We were sitting in my bed watching the Little Einsteins last
Sunday night (I’ve been running around this week and haven’t gotten around to writing
this up - good thing I take notes with the kids' quotes on them!) when Briana looked up at me and said, “Mommy, aren’t there any girl’s
who do the music?” She was asking
if there were any female composers.
My husband, who is an intellectual property attorney, followed up my
“yes, of course there are” with “Honey, the reason that the Little Einsteins
uses old men composers' songs is that they are off of their copyrights and the show
doesn’t have to pay to use them.”
I told the kids that we could look up women composers this
week, primarily because I couldn’t pull any names off the top of my head, other
than more recent top 40s artists.
As I thought about what additional value we could get from the activity
of looking up women composers it struck me that we could do either ‘women’s
studies’ or ‘research’. I picked
research because we just finished doing MLK Day stuff and I don’t want to spend
weeks in a row highlighting the differences between people. So this week we’re going to learn about
how to look up the answers to things you don’t know.
I asked the kids, “How do we get answers to questions?”
Bree tells me, “My brain already knows the answers to lots
of stuff.”
Ok, so we remember the answers, how else?
“Computers!”
Say both kids, quickly following up with “The iPhone! The Nook! The laptop computer!” I was sad. I had
this whole thing planned out about how I was going to get them to think about
the world of electronics as a new way to look things up after we went through
teachers and adults and then books and the library. Of course my kids have grown up in the electronic age and
they already knew that electronics like computers and the iPhone could help
them answer questions. In fact
Abby even proposes that we “get an App on the iPhone” to find out. She’s obsessed with iPhone apps lately
ever since my husband turned his phone into a Nintendo DS for the kids with age
appropriate games. For the record,
I have no kid games on my phone because I don’t want the kids messing up my
phone.

GIVEN RECORDS:
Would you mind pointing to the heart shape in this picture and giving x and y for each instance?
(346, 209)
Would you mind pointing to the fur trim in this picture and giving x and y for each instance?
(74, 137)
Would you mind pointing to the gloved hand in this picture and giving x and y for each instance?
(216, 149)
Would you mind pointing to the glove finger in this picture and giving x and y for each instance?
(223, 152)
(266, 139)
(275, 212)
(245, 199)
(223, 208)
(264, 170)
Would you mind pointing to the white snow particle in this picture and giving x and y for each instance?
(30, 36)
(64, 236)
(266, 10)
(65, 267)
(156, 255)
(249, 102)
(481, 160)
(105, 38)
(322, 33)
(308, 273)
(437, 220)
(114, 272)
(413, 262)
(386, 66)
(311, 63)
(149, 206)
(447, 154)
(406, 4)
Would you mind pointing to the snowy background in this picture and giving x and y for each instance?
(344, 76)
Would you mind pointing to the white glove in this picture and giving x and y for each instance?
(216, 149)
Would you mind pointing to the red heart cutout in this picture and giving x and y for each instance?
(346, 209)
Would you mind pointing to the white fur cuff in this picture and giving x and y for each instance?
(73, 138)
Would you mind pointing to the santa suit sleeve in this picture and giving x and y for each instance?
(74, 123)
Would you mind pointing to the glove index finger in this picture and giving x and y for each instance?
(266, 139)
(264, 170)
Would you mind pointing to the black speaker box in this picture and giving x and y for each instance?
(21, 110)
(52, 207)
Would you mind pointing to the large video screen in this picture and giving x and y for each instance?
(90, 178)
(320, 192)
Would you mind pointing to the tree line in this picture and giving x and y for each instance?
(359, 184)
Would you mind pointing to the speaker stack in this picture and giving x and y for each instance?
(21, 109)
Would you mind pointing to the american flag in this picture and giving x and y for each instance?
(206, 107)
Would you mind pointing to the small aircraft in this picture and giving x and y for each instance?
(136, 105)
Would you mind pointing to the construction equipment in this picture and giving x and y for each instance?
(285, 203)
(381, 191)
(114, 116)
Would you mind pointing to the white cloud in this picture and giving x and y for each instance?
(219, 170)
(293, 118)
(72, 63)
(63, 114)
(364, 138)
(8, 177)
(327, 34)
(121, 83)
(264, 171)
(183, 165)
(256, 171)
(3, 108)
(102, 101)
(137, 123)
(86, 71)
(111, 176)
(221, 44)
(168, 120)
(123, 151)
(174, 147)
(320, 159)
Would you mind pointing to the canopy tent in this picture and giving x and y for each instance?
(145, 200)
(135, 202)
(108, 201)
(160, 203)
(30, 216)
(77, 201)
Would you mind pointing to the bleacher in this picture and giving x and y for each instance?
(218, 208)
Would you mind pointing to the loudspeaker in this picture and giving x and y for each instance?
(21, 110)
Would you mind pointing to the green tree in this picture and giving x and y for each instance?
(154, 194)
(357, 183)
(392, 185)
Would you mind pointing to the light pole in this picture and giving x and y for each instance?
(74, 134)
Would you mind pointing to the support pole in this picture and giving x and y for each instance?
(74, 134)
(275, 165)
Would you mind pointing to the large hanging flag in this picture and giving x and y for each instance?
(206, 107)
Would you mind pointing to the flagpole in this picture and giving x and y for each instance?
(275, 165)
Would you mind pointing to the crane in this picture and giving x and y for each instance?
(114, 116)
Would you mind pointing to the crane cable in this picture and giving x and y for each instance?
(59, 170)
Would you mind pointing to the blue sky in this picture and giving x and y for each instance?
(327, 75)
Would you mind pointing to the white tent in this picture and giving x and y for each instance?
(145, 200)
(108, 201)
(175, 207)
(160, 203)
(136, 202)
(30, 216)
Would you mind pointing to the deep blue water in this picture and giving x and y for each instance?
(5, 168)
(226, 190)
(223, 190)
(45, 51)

GIVEN EXERCISE 1: In the post about looking up women composers, what is the husband's job?
GIVEN EXERCISE 2: List every line of the records that contains the string "heart". Case counts.

TASK SOLUTION 1: He is an intellectual property attorney.

TASK SOLUTION 2:
Would you mind pointing to the heart shape in this picture and giving x and y for each instance?
Would you mind pointing to the red heart cutout in this picture and giving x and y for each instance?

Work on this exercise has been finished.